### Document
Arshile Gorky (b. c.1902, Khorkom, Armenia; d. 1948 Sherman, Conn.) was a seminal figure in the movement toward abstraction that transformed American art in the middle of the 20th century. Born in an Armenian village on the eastern border of Ottoman Turkey, Gorky was a first-hand witness to the Turkish government's Armenian Genocide of 1915, which led the artist’s family and thousands of others to flee.

In 1920, Gorky emigrated to the United States and eventually settled in New York, where he became a largely self-taught artist. At a time when the American avant-garde privileged originality over traditional working methods, Gorky was a nonconformist who developed his personal vocabulary through a series of intensive apprenticeships to the styles of other artists, including Paul Cezanne, Pablo Picasso, Fernand Leger, and Joan Miro, before developing his own unique and deeply influential visual language in the early 1940s.

Gorky’s prominence in the New York art scene led him to befriend Andre Breton and Roberto Matta—fellow emigres and key figures in the surrealist group—who came to have an enormous impact on Gorky’s mature style. Arshile Gorky: A Retrospective positions Gorky as a crucial founder of abstract expressionism, but also as a passionate and dedicated artist whose tragic life often informed his groundbreaking and deeply personal paintings.

The first full-scale survey of Gorky’s work since 1981, this timely exhibition features Gorky’s most significant paintings, sculptures, and works on paper, including two masterworks from MOCA’s permanent collection—Study for The Liver is the Cock's Comb (1943) and Betrothal I (1947). Arshile Gorky: A Retrospective is organized by Michael Taylor, the Muriel and Philip Berman Curator of Modern Art at the Philadelphia Museum of Art, where the exhibition was on view October 21, 2009, through January 10, 2010, before traveling to Tate Modern, London, February 10 through May 3, 2010. MOCA’s presentation, the third on the exhibition’s tour, is organized by MOCA Chief Curator Paul Schimmel. Arshile Gorky: A Retrospective is accompanied by a fully illustrated catalogue that includes new essays by Harry Cooper, Jody Patterson, Robert Storr, and Kim Theriault

Arshile Gorky: A Retrospective is organized by the Philadelphia Museum of Art in association with Tate Modern, London, and The Museum of Contemporary Art, Los Angeles.

### Exercise requirements
1 > Render this sentence from the Arshile Gorky text in Spanish: "In 1920, Gorky emigrated to the United States and eventually settled in New York, where he became a largely self-taught artist."
2 > Supply the next part of the Arshile Gorky text, picking up right after its final sentence.

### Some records
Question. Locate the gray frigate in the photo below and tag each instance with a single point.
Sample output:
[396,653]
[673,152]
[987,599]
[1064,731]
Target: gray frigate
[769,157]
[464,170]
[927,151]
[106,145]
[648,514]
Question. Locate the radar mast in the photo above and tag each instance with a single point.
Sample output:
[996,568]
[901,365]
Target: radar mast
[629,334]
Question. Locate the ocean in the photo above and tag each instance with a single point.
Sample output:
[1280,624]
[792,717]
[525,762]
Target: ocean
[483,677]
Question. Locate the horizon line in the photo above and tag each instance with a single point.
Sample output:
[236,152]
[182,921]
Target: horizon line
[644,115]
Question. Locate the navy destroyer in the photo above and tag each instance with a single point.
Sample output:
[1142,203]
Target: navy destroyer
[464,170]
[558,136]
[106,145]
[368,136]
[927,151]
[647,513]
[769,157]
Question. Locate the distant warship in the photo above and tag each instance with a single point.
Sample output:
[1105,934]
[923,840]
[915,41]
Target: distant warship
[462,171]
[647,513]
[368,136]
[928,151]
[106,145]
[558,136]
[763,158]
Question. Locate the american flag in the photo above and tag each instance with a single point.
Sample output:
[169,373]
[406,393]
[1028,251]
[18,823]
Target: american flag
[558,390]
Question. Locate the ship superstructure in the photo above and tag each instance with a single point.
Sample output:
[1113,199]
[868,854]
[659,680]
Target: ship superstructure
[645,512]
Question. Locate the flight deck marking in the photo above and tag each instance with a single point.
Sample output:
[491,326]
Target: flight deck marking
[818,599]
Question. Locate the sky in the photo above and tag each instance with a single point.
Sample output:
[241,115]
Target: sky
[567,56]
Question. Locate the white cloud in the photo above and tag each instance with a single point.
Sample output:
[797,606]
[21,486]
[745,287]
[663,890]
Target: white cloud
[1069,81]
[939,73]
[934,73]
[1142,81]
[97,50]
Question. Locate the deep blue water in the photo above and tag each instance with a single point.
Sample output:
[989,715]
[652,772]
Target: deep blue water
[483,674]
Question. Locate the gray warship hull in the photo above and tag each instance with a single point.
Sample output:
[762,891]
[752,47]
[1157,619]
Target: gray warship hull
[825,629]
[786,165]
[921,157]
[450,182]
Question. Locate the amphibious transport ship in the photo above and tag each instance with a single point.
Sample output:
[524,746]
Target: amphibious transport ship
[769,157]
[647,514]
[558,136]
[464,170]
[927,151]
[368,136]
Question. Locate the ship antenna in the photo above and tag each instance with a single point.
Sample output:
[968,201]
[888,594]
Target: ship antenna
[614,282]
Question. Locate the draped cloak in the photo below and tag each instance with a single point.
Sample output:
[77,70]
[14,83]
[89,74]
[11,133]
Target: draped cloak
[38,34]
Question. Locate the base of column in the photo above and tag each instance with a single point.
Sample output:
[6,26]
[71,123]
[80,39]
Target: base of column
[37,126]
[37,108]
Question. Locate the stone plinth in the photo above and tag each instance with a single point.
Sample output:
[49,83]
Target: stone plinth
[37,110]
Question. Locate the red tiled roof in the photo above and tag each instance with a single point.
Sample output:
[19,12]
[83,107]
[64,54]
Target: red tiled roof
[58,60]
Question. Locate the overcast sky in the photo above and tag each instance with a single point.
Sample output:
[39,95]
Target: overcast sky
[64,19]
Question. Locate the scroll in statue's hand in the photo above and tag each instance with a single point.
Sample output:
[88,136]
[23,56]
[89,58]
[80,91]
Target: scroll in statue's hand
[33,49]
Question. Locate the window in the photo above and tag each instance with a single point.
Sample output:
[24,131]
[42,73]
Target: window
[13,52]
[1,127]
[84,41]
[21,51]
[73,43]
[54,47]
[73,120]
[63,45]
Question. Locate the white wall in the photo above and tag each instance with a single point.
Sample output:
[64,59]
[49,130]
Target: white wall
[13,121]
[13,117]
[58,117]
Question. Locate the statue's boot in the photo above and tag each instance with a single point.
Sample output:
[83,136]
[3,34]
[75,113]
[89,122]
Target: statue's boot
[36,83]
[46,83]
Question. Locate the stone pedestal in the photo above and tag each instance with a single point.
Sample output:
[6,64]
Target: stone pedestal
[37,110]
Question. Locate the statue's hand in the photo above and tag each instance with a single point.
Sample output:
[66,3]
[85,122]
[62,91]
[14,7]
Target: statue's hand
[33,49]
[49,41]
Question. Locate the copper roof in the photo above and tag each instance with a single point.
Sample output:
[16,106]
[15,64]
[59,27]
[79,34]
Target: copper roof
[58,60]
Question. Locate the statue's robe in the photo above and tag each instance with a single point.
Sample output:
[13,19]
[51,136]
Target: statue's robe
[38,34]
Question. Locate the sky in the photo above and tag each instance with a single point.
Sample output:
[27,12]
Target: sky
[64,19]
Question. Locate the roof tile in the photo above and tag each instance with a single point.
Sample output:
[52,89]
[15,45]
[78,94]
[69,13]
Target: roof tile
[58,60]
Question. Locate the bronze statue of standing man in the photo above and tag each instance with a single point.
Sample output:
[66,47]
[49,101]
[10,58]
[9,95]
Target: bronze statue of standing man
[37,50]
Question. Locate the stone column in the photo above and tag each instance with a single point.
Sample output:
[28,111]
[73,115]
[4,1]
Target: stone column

### Results of the tasks
1 > En 1920, Gorky emigró a los Estados Unidos y finalmente se estableció en Nueva York, donde se convirtió en un artista en gran parte autodidacta.

2 >
The international tour is made possible by the Terra Foundation for American Art. The U.S. tour is supported by The Lincy Foundation and the National Endowment for the Arts, and by an indemnity from the Federal Council on the Arts and the Humanities.

The exhibition at MOCA is presented by The Eli and Edythe Broad Foundation. Generous support is provided by Lenore S. and Bernard A. Greenberg, Steve Martin, The MOCA Contemporaries, and the Pasadena Art Alliance. Additional support is provided by the MOCA Friends of Arshile Gorky: Kip and Mary Ann Hagopian in honor of Charles E. Young, Mrs. Joseph H. Stein, Jr., and Mrs. Louise Danelian.

In-kind media support is provided by Ovation, Asbarez Daily Newspaper/Horizon Armenian TV, YEREVAN Magazine, and Los Angeles magazine.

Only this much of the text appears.